### Objetivo 1
Reescribe como una lista breve el párrafo del texto de lectura que comienza con «Retornemos ahora» y conserva sus datos principales.

======== Texto de lectura

No analizaremos ahora cómo la recepción de un determinado mensaje radiofónico puede suscitar reacciones como la que Pérez Ledo atribuye a David (nombre falso) en su artículo. De hecho, debemos postergar hasta un próximo trabajo la reflexión acerca de algunos procesos psicológicos propiciados por la llegada a nuestros tímpanos de ese tipo de señales —aunque esta se produzca, como en el relato, a través de ese trasunto de la radio que es Spotify—. En ese futuro texto nos detendremos en las reacciones de nostalgia que tiende a aparejar, estructuralmente, la escucha radiofónica. Pues algo semejante a la añoranza de un mundo perfecto, sin ofensas ni agravios, parece estar en la base del comportamiento de un personaje como David (nombre falso) en una parábola como esta, y en el origen de tantos otros actos de censura.

Retornemos ahora, siquiera por un momento, a El gran dictador . La crítica cinematográfica sigue discutiendo —de manera un tanto bizantina— si el personaje del barbero judío se corresponde con la figura de Charlot, el vagabundo que alcanzó fama internacional en los mismos años veinte en los que la radio también lo hacía. Sin duda se trata de un arquetipo y, de hecho, aunque en el contexto cultural español se adoptó el apelativo que había surgido en Francia —Charlot—, la lengua inglesa siempre denominó a este personaje «The Tramp», es decir, el vagabundo.

================
======== Filas proporcionadas

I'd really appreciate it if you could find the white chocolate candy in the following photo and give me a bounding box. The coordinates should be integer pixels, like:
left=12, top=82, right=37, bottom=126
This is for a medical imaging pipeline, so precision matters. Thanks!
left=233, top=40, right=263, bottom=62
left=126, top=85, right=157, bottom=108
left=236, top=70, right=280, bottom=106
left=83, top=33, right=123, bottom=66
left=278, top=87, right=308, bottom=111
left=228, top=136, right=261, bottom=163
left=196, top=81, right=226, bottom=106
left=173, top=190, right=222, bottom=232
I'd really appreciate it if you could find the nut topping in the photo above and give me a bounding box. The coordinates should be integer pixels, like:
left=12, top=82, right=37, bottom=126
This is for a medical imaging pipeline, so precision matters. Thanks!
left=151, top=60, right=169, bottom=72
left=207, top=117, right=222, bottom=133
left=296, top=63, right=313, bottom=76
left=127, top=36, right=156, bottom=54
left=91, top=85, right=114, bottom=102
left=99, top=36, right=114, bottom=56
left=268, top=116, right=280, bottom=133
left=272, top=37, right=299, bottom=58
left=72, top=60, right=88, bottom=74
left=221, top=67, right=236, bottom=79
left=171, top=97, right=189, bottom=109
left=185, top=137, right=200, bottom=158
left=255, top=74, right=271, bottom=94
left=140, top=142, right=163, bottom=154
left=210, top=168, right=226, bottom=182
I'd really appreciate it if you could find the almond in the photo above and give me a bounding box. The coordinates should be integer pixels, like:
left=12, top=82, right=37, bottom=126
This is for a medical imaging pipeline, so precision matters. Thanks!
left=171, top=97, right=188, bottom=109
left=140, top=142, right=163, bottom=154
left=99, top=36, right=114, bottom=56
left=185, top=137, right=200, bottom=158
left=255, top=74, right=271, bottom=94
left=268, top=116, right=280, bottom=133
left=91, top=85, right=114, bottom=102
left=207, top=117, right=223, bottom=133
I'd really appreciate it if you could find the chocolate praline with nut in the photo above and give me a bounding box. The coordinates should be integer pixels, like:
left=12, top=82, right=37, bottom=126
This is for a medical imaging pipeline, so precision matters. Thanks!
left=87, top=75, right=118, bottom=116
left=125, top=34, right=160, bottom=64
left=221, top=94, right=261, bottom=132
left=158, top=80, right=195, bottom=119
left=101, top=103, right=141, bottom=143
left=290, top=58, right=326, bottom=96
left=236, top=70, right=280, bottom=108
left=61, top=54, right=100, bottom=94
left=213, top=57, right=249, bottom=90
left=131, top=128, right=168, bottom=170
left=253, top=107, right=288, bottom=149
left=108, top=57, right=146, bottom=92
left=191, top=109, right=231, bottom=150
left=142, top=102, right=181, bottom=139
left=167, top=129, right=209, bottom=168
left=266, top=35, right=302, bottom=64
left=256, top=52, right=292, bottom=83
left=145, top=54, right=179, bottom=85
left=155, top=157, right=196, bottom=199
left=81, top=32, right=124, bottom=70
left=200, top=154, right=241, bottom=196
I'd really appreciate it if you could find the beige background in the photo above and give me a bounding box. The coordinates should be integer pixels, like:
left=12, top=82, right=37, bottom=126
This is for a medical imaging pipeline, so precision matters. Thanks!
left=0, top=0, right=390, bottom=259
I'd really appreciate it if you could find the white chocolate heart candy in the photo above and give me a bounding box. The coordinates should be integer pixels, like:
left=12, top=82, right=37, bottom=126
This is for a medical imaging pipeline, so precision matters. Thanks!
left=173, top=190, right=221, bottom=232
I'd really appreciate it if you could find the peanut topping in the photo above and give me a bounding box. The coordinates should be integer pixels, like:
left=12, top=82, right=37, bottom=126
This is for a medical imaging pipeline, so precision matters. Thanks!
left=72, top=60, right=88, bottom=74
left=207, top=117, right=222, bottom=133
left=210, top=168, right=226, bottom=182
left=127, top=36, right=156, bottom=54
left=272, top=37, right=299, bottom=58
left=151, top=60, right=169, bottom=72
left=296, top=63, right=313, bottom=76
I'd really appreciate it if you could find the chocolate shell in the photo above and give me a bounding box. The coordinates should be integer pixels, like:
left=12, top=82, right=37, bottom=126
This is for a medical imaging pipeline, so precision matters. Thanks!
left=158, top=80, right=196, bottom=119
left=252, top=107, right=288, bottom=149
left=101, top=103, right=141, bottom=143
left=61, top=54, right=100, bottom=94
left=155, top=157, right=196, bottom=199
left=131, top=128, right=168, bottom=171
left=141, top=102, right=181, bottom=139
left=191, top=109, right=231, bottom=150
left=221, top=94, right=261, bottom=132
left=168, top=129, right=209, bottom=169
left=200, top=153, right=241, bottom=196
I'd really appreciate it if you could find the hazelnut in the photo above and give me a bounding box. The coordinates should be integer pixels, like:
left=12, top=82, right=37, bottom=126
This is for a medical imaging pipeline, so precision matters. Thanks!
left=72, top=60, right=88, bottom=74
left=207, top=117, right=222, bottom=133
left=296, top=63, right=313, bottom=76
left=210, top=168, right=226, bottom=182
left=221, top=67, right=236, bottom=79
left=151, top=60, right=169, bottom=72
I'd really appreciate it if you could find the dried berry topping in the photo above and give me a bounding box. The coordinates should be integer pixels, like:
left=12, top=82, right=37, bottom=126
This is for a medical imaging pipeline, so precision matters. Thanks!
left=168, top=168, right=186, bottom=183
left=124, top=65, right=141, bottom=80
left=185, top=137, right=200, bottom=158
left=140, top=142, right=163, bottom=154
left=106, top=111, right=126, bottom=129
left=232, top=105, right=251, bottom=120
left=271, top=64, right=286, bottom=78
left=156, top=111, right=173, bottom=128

================

### Objetivo 2
Cambia «integer pixels» por «whole pixels» en el tramo de las filas que empieza con la línea que contiene «I'd really appreciate it if you could find the chocolate praline» y acaba con la que contiene «left=125, top=34, right=160, bottom=64», ambas incluidas. Reproduce solo ese tramo, sin ninguna otra modificación.

### Resultado correcto 1
- Se vuelve por un momento a El gran dictador.
- La crítica cinematográfica sigue discutiendo, de manera algo bizantina, si el barbero judío se corresponde con Charlot.
- Charlot, el vagabundo, alcanzó fama internacional en los años veinte, los mismos en que también la alcanzó la radio.
- Se trata sin duda de un arquetipo.
- En el contexto cultural español se adoptó el apelativo surgido en Francia, Charlot. En inglés siempre se le llamó «The Tramp», es decir, el vagabundo.

### Resultado correcto 2
I'd really appreciate it if you could find the chocolate praline with nut in the photo above and give me a bounding box. The coordinates should be whole pixels, like:
left=12, top=82, right=37, bottom=126
This is for a medical imaging pipeline, so precision matters. Thanks!
left=87, top=75, right=118, bottom=116
left=125, top=34, right=160, bottom=64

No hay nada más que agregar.